Count the lines below that contain the string "concrete", and give only that number.
── Exercise material ──
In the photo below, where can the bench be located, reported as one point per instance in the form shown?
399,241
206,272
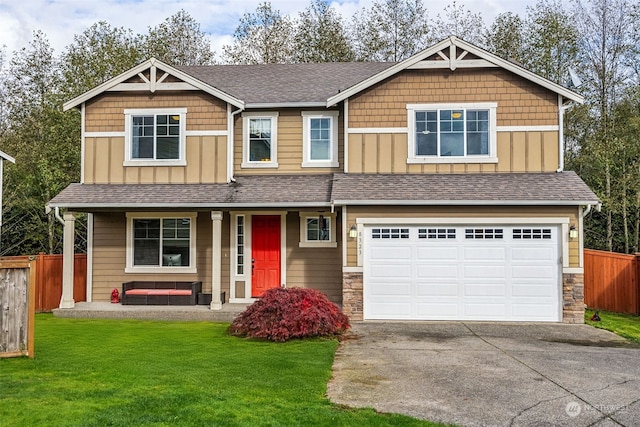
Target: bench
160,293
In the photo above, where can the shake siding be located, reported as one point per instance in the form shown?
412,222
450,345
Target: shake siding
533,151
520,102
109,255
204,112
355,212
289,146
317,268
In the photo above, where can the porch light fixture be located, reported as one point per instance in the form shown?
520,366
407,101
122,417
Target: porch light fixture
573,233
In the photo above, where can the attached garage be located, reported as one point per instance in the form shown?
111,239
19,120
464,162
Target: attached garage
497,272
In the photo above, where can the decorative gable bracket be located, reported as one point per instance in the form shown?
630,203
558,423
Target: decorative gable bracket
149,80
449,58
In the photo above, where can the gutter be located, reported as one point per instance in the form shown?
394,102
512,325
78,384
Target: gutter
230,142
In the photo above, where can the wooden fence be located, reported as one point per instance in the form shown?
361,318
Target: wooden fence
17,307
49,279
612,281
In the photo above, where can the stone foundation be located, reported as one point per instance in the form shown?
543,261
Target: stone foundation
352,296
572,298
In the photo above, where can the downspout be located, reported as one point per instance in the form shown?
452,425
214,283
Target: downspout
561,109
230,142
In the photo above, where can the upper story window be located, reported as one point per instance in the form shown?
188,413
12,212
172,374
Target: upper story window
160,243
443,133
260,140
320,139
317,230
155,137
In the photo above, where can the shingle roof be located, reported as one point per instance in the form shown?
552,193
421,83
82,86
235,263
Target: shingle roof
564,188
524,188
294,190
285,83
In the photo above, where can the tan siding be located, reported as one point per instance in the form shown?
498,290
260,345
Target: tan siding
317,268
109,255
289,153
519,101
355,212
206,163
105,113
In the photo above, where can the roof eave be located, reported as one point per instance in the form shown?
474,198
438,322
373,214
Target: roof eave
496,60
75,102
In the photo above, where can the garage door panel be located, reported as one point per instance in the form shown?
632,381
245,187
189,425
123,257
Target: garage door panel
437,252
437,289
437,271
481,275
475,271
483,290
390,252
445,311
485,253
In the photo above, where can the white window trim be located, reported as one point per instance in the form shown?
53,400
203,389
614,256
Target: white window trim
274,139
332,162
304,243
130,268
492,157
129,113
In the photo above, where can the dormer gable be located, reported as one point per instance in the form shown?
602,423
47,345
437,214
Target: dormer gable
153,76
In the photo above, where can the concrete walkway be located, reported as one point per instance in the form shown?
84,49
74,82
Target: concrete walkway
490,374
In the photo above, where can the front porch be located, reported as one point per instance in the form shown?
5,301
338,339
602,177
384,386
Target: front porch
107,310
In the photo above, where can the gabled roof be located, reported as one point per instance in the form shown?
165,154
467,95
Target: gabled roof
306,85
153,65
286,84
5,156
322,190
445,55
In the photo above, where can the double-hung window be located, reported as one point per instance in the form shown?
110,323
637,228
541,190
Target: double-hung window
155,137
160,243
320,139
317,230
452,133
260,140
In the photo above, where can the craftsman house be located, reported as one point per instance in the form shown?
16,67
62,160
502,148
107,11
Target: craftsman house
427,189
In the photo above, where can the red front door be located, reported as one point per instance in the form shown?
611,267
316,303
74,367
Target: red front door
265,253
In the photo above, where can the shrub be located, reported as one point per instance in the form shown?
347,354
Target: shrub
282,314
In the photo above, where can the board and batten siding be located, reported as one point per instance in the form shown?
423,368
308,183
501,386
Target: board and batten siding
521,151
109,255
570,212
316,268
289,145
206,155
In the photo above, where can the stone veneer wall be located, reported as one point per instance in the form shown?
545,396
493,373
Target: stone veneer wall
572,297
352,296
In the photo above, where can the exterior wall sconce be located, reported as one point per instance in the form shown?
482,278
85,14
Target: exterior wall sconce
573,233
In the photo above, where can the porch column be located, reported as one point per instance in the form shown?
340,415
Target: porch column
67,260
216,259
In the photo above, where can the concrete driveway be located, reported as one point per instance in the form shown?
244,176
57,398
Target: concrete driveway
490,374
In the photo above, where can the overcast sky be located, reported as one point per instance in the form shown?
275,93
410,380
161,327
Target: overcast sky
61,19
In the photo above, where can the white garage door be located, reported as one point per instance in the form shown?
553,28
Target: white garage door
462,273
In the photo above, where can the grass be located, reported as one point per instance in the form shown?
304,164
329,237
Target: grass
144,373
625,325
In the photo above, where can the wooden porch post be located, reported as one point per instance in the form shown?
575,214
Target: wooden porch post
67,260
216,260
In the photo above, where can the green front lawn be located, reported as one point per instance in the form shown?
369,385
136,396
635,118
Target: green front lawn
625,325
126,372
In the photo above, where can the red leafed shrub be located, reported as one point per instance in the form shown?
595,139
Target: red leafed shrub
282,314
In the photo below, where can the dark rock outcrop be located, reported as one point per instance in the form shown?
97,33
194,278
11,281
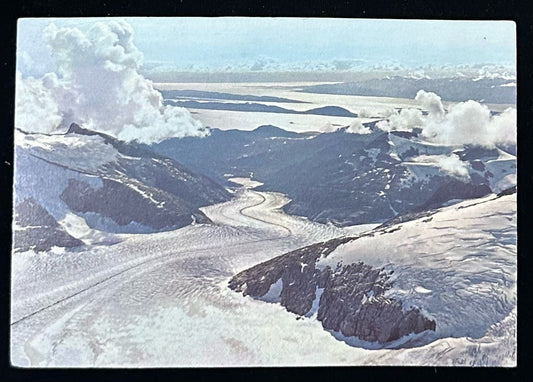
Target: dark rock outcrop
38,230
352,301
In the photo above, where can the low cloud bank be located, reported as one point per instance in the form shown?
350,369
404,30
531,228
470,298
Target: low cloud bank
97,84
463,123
───
── Exercise material ──
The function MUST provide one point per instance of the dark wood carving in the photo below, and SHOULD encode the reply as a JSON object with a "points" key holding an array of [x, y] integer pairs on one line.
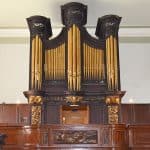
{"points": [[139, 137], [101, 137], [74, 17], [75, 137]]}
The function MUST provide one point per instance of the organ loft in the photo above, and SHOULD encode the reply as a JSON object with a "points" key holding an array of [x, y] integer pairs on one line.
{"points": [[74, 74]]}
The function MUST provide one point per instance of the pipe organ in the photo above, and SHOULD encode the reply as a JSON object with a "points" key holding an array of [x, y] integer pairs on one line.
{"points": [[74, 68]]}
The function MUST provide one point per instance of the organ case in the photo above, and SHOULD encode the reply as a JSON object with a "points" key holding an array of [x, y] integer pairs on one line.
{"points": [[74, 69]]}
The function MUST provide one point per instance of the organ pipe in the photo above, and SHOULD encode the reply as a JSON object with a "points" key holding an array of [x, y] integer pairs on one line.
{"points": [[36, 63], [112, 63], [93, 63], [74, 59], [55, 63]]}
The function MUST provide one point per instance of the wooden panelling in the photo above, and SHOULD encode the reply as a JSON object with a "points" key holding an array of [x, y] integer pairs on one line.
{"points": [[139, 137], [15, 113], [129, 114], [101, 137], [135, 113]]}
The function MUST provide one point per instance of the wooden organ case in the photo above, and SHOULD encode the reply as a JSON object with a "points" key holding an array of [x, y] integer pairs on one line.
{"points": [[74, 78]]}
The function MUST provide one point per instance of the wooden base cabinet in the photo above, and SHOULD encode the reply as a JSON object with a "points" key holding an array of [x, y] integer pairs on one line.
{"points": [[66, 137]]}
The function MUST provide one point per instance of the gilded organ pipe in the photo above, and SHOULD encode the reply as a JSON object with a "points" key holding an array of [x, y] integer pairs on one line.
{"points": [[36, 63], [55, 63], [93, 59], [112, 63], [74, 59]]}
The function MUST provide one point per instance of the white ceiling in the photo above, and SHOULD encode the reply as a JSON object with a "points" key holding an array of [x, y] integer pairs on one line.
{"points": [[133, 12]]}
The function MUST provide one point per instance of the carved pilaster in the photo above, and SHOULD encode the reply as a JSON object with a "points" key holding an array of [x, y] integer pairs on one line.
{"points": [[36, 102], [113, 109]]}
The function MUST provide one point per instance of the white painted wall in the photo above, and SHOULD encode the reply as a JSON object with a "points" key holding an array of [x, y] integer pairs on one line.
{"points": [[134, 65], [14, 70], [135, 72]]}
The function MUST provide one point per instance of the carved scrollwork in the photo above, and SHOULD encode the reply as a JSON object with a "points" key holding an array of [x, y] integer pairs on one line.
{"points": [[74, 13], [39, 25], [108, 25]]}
───
── Exercise material ──
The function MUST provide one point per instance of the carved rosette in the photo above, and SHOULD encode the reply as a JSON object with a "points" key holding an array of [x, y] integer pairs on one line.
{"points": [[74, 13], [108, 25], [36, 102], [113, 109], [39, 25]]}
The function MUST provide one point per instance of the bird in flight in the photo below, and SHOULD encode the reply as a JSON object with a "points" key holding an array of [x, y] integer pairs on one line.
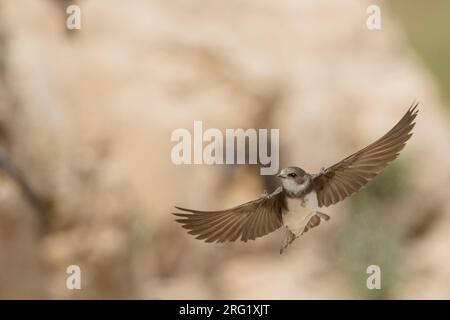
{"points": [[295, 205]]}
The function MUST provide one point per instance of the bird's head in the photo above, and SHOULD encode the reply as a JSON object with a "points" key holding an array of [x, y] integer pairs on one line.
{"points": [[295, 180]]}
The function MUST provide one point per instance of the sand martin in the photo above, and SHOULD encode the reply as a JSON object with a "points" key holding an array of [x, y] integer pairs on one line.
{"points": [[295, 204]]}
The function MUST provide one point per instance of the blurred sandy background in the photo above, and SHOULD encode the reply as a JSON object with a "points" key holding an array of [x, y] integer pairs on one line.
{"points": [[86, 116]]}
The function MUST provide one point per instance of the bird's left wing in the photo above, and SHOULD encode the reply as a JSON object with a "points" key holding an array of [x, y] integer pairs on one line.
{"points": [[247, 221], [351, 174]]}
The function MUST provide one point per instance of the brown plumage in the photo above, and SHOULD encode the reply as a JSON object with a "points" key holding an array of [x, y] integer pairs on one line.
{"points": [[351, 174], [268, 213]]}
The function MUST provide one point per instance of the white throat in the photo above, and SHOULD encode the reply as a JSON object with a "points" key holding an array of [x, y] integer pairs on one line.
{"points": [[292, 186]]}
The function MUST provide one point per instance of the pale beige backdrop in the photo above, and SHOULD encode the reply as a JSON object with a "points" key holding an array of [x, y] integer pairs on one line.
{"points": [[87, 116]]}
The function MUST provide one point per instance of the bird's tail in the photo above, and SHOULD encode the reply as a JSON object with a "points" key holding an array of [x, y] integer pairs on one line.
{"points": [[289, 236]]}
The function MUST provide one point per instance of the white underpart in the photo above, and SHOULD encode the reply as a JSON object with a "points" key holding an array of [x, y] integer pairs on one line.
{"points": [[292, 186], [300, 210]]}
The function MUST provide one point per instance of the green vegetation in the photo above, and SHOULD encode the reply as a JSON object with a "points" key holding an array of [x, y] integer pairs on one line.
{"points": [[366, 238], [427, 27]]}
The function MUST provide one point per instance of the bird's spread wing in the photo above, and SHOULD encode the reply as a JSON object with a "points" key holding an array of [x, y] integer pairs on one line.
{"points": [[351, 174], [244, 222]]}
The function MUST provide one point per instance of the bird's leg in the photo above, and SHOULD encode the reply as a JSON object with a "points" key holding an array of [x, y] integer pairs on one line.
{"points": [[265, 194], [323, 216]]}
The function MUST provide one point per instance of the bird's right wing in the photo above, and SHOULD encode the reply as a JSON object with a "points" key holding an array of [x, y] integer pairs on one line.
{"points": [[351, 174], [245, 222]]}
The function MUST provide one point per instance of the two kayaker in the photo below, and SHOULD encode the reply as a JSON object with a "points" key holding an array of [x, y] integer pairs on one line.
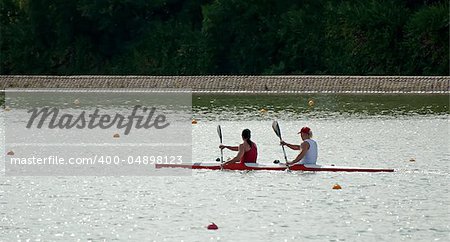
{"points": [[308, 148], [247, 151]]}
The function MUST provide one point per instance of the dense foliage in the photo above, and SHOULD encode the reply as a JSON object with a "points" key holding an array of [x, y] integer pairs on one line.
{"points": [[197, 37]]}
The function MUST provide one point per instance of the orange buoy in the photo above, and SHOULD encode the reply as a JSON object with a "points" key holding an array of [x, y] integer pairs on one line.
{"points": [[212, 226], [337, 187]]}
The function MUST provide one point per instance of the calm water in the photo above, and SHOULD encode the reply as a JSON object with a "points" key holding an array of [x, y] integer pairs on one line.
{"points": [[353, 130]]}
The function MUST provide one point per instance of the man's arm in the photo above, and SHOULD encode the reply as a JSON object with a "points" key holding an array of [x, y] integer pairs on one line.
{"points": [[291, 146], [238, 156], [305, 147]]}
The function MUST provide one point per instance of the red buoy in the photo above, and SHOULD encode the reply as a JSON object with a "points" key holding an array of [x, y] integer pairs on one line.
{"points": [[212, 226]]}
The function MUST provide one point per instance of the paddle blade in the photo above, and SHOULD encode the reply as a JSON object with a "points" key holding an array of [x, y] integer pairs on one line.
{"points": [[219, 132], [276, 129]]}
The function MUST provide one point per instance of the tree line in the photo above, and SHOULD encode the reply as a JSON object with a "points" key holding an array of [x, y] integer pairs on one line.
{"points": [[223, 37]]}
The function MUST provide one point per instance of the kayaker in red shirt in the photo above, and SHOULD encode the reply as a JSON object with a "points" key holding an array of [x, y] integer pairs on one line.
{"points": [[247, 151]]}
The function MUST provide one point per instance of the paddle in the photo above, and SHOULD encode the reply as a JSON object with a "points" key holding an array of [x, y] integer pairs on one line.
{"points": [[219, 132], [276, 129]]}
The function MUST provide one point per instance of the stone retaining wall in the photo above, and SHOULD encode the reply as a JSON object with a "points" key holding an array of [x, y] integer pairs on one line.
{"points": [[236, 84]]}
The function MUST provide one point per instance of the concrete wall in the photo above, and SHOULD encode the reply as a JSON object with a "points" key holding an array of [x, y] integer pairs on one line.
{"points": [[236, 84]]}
───
» **Complete output**: 5